Supplied entries

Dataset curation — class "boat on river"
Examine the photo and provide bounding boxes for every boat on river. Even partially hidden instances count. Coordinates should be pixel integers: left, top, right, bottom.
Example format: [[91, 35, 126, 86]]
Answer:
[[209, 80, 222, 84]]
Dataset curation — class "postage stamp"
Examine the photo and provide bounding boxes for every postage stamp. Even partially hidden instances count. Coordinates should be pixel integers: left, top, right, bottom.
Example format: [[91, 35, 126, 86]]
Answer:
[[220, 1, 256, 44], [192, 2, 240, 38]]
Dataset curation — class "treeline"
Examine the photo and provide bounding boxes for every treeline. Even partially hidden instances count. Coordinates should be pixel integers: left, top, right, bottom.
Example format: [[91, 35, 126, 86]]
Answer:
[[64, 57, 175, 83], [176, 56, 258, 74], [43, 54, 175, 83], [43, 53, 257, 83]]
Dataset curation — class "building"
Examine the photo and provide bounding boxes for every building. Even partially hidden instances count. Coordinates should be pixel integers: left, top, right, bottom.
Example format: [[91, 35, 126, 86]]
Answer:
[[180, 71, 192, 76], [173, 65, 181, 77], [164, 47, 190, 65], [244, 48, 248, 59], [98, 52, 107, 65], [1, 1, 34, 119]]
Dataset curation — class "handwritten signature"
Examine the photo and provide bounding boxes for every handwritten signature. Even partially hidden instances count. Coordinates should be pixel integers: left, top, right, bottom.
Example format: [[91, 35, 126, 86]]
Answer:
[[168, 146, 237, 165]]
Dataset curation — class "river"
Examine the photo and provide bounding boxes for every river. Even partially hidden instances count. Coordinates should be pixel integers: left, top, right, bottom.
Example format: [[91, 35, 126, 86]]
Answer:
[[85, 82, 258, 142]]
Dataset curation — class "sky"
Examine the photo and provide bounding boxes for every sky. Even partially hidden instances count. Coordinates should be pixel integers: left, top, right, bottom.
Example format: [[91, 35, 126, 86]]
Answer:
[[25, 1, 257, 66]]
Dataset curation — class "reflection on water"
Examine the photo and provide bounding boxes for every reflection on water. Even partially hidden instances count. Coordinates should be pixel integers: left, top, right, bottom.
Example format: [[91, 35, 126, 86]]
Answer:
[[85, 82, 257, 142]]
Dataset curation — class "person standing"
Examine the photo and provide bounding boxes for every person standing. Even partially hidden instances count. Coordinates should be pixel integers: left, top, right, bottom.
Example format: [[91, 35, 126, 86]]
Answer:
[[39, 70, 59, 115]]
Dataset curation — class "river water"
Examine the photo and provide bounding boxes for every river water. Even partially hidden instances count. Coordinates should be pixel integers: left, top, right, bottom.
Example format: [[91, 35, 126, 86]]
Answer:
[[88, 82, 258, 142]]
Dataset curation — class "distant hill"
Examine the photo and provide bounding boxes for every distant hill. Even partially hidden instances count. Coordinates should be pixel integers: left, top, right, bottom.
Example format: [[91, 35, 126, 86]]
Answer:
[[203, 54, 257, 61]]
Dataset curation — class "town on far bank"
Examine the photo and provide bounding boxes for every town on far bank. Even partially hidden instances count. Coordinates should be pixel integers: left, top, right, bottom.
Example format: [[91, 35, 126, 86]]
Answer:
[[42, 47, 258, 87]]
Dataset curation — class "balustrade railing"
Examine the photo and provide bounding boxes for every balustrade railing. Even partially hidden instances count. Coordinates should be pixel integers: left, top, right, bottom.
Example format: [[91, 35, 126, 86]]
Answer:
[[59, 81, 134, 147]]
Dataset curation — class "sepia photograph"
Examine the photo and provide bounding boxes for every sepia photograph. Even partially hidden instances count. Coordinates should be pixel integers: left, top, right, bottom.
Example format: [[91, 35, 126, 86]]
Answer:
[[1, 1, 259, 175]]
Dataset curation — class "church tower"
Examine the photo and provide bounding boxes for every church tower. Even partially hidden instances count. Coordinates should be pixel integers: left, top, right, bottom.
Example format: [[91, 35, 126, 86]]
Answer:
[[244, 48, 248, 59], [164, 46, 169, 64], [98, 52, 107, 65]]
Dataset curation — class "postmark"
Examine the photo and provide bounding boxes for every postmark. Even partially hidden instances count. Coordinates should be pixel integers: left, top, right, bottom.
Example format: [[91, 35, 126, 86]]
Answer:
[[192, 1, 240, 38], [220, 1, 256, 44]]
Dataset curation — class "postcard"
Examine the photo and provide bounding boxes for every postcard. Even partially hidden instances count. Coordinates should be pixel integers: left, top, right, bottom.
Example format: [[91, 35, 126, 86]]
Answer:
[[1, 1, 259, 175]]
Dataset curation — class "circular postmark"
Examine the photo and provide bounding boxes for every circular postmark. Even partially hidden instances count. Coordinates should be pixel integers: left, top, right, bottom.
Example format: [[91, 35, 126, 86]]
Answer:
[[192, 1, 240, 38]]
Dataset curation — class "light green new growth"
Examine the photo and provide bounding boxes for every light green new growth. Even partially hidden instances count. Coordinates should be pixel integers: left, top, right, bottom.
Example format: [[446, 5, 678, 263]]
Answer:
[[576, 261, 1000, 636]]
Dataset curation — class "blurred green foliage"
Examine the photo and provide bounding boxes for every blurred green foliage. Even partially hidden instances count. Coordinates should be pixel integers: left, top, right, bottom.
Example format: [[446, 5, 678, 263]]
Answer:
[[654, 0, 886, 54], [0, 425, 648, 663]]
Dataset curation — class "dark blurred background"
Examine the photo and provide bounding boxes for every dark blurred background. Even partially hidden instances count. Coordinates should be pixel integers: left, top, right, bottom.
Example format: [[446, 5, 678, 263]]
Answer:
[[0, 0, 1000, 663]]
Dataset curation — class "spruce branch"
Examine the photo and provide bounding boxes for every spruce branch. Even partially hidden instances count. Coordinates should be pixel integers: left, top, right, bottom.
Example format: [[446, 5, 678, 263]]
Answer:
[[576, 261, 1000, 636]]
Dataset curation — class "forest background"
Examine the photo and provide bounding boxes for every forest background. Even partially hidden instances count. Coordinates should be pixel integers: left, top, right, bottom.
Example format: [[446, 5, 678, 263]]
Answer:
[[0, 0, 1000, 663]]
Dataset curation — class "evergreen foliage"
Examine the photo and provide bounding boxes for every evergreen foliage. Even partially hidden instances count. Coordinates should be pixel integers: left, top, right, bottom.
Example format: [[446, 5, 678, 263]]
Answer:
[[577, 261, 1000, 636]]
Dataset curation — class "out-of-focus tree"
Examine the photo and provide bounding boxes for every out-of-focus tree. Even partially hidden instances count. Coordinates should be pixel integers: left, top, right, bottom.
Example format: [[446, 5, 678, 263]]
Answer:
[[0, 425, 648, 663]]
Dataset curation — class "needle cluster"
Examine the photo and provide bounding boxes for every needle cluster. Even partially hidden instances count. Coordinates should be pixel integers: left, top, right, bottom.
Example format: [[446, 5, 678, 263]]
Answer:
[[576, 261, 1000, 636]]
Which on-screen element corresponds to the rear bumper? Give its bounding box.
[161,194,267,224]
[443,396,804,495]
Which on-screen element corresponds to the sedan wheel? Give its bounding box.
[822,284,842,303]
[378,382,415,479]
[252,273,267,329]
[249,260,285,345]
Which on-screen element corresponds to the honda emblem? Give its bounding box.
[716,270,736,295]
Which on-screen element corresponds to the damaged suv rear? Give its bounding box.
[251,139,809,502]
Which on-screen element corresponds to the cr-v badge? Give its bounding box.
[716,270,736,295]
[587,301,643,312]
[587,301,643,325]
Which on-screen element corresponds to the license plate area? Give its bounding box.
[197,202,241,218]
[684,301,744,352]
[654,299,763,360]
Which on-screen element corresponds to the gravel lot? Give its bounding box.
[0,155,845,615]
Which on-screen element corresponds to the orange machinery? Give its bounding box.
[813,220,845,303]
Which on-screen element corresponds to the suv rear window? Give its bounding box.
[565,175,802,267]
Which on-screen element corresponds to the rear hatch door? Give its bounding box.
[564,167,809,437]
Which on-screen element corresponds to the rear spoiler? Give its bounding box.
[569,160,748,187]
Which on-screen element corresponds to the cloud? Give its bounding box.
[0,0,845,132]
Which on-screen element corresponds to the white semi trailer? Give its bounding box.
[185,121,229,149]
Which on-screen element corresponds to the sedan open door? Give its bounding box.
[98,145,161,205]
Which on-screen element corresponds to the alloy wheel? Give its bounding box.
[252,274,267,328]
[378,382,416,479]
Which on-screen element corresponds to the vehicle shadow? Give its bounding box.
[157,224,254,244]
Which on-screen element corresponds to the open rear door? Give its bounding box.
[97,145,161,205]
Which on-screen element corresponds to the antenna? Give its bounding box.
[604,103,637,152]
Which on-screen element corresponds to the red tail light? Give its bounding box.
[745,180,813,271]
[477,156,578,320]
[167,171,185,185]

...

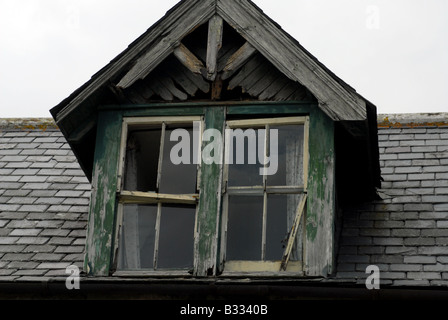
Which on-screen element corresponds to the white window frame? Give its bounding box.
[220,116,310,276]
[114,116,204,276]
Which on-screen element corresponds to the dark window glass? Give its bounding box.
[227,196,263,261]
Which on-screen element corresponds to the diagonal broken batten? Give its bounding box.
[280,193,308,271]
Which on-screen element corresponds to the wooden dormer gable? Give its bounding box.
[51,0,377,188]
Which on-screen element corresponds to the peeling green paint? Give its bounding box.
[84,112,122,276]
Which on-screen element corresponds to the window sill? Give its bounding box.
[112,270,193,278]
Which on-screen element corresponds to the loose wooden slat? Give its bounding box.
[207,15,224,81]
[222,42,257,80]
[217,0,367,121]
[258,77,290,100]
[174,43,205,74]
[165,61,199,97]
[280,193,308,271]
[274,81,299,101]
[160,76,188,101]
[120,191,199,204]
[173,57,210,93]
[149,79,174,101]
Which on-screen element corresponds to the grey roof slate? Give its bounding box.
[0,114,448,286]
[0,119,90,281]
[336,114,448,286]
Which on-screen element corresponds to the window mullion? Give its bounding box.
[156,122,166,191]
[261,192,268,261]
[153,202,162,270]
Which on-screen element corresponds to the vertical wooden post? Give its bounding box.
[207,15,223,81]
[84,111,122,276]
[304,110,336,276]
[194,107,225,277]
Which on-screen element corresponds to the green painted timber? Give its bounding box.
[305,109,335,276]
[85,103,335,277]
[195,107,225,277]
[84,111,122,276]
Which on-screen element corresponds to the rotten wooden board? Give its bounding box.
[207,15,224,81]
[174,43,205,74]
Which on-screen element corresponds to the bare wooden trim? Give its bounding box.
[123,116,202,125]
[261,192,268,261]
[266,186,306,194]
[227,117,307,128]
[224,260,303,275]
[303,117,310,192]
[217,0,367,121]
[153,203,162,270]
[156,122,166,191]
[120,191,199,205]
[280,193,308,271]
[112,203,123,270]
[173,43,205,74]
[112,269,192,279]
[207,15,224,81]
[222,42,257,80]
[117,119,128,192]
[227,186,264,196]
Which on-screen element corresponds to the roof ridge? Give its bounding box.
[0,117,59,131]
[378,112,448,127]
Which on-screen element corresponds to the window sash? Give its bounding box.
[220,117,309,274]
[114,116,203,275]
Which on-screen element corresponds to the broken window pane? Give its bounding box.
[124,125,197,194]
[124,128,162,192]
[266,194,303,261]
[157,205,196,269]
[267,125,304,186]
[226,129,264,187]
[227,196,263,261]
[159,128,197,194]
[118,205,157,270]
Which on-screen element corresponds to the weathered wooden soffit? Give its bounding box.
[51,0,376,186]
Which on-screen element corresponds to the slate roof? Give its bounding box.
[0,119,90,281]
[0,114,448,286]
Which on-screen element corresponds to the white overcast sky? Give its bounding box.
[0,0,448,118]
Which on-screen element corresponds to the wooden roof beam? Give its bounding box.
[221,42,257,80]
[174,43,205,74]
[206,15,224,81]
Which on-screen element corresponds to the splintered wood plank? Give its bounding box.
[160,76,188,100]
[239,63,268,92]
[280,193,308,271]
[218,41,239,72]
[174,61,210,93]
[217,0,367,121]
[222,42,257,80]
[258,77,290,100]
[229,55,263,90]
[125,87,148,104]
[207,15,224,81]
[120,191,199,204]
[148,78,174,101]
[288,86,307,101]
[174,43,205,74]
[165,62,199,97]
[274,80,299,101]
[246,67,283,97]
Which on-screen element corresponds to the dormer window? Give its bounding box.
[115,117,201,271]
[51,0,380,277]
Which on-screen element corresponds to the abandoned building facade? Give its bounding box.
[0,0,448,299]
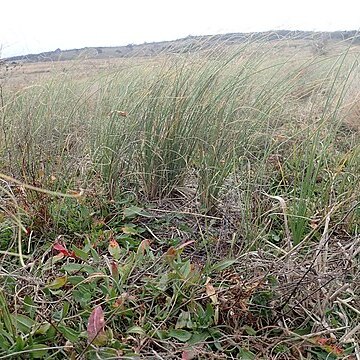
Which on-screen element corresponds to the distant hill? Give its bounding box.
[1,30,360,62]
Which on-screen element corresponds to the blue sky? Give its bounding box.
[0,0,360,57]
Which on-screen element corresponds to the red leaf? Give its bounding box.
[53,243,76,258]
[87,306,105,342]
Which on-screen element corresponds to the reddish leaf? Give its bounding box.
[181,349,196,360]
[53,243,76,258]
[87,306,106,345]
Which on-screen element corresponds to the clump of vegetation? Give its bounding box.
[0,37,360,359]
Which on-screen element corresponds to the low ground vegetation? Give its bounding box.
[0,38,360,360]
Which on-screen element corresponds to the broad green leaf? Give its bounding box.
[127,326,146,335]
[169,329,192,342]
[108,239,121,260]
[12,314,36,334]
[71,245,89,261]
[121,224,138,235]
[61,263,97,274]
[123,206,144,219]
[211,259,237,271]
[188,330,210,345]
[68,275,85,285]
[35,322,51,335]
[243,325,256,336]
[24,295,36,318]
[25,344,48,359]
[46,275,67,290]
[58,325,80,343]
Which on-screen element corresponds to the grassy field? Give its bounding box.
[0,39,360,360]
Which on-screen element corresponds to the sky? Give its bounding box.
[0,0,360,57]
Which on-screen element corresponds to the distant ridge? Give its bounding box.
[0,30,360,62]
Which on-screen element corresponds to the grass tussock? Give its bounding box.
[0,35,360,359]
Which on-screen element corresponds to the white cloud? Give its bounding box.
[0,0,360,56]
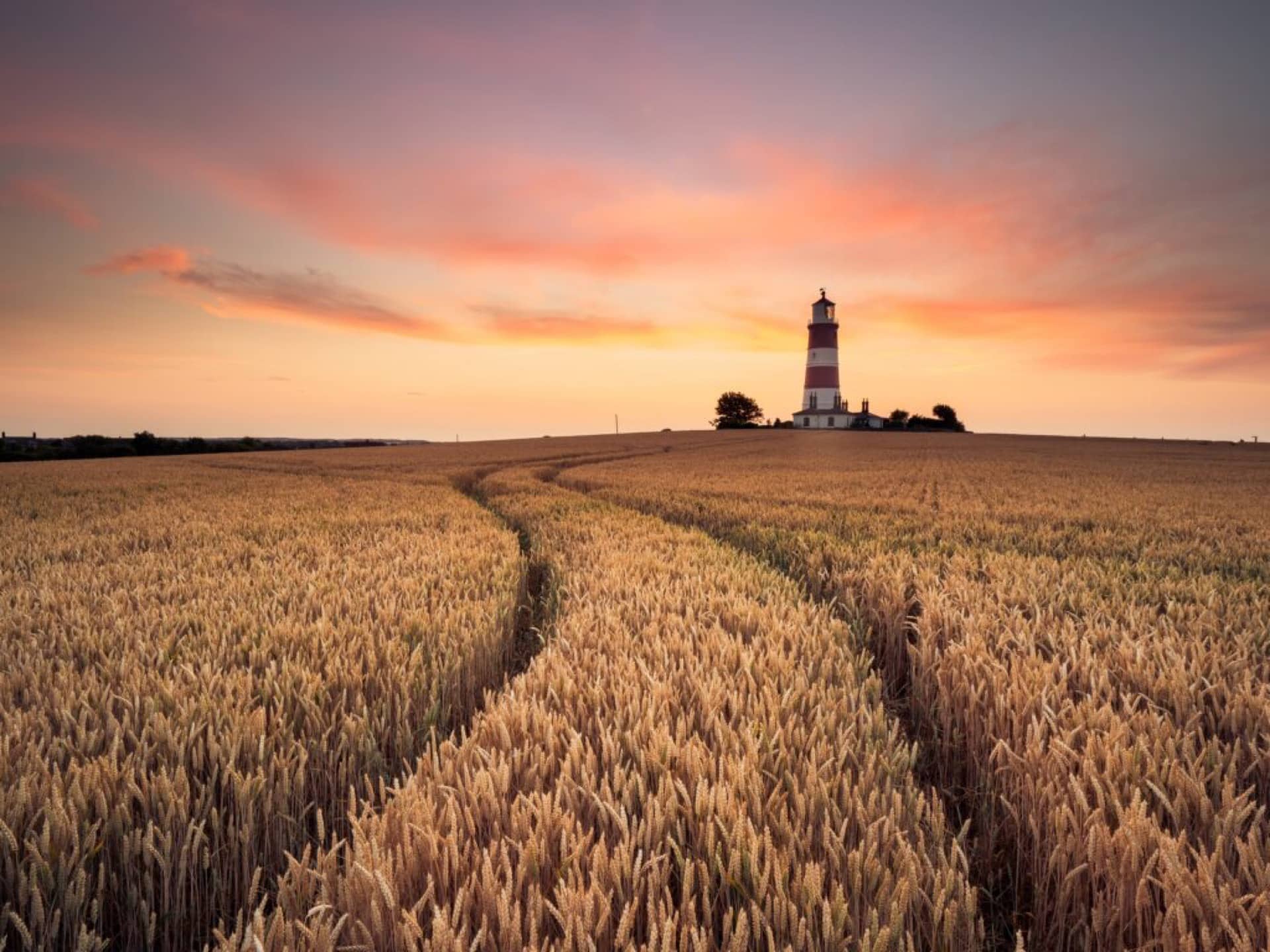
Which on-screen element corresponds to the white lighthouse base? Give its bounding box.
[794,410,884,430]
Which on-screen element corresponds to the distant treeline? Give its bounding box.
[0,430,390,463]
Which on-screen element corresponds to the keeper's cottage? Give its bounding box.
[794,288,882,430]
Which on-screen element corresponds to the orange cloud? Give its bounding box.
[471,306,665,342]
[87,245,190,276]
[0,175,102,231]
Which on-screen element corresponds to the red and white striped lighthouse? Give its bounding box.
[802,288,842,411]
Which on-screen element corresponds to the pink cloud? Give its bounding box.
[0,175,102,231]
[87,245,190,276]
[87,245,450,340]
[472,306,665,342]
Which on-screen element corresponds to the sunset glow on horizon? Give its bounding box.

Brief
Substitute "roof spoiler" for "rear spoiler" and write out the stretch of lines from the one containing "Which on-screen element corresponds to the suv" through the one containing "[157,224,254,244]", with everything else left the same.

Finished exercise
Which on-screen element corresponds to the suv rear window? Give its bounding box.
[565,175,802,267]
Which on-screen element corresponds to the rear hatch door? Give its bounding box.
[564,167,809,437]
Which on-screen element corresponds to the roof spoiler? Give its bounding box.
[569,160,748,187]
Which on-screen element corresponds to the cloud? Give its bounding box.
[0,0,845,132]
Which on-screen element corresponds to the white semi trailer? Give its bounding box.
[185,121,229,149]
Which on-screen element corresponds to the sedan open door? Give its bounding box.
[98,145,161,205]
Which on-screen element corresponds to the alloy wheel? Give its bounding box.
[252,274,267,328]
[378,382,416,479]
Which on-screen element corresponds to the vehicle shadow? Give its bounding box.
[157,224,254,244]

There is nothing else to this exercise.